### TEXTO EXTRAÍDO ###

Cuando
vayamos con la mirada del niño y tengamos siempre las puertas abiertas
estaremos dando la señales del Reino
Ezequiel 18,1-10.13b.30-32; Sal 50; Mateo
19,13-15
Aunque hoy
nos llenamos de orgullo y se nos hace la boca agua para hablar de cuánto hemos
avanzado, del mundo mejor que hemos hecho, de cómo se van reconociendo los
derechos de todos, y sin negar niveles de progreso que se han conseguido, hemos
de reconocer que todavía nuestro mundo está lleno de etiquetas, de distinciones
que nos hacemos que si progresistas o carcas, que si proceden de este u otro
lugar o país, de esta zona o de aquella isla y también ¿por qué no? aun hacemos
distinciones por el color de la piel. Pero no solo eso luego vienen los que se
creen más importantes porque son más progresistas, vienen los que se siguen
fijando en las apariencias, que si es una persona de la calle porque no tiene
donde vivir y así no se cuentas discriminaciones más que nos seguimos haciendo.
Es la
realidad. Los que nos parecen pequeños no los tenemos en cuenta, mientras a los
que van avasallando les tenemos temor porque no sabemos qué jugarreta nos
harán. Y nos vamos contagiando con esas cosas parece que sin darnos cuenta, y
tenemos nuestras miradas y nuestras apreciaciones hacia quien nos llega quizá a
tocar a la puerta de la casa o lo vemos merodeando allí por donde vivimos. Y
surgen los recelos, las desconfianzas, las miradas a distancia, y hasta las
humillaciones porque con todos no nos mezclamos.
Jesús hoy en
el evangelio nos da una hermosa lección que podíamos decir es un gesto más de
cómo él se va acercando a todos sin distinción. Hoy es con algo tan inocente
como un niño. Por allá andan los discípulos cercanos a Jesús con sus prejuicios
por una parte pero también en un exceso de celo con las barreras que quieren
interponer, porque no se puede molestar al Maestro. Están en la plaza y los
niños se acercan a Jesús. Los niños tienen una intuición especial para saber a
quien se acercan; por otra parte las madres muy entusiasmadas con Jesús les
traen a sus hijos para que Jesús les imponga las manos y los bendiga. Pero al
Maestro no hay que molestarlo y salen por allí muy ‘fervorosos’ los discípulos.

### DATOS DISPONIBLES ###

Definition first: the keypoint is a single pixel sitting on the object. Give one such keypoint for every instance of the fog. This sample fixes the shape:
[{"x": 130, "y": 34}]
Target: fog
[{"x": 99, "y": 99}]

###

LA TAREA:
Reproduce literalmente el pasaje del texto extraído que va desde "Jesús hoy en" hasta "muy ‘fervorosos’ los discípulos.", ambos incluidos. El material va aparte y no forma parte del texto extraído.

SOLUCIÓN ESCRITA:
Jesús hoy en
el evangelio nos da una hermosa lección que podíamos decir es un gesto más de
cómo él se va acercando a todos sin distinción. Hoy es con algo tan inocente
como un niño. Por allá andan los discípulos cercanos a Jesús con sus prejuicios
por una parte pero también en un exceso de celo con las barreras que quieren
interponer, porque no se puede molestar al Maestro. Están en la plaza y los
niños se acercan a Jesús. Los niños tienen una intuición especial para saber a
quien se acercan; por otra parte las madres muy entusiasmadas con Jesús les
traen a sus hijos para que Jesús les imponga las manos y los bendiga. Pero al
Maestro no hay que molestarlo y salen por allí muy ‘fervorosos’ los discípulos.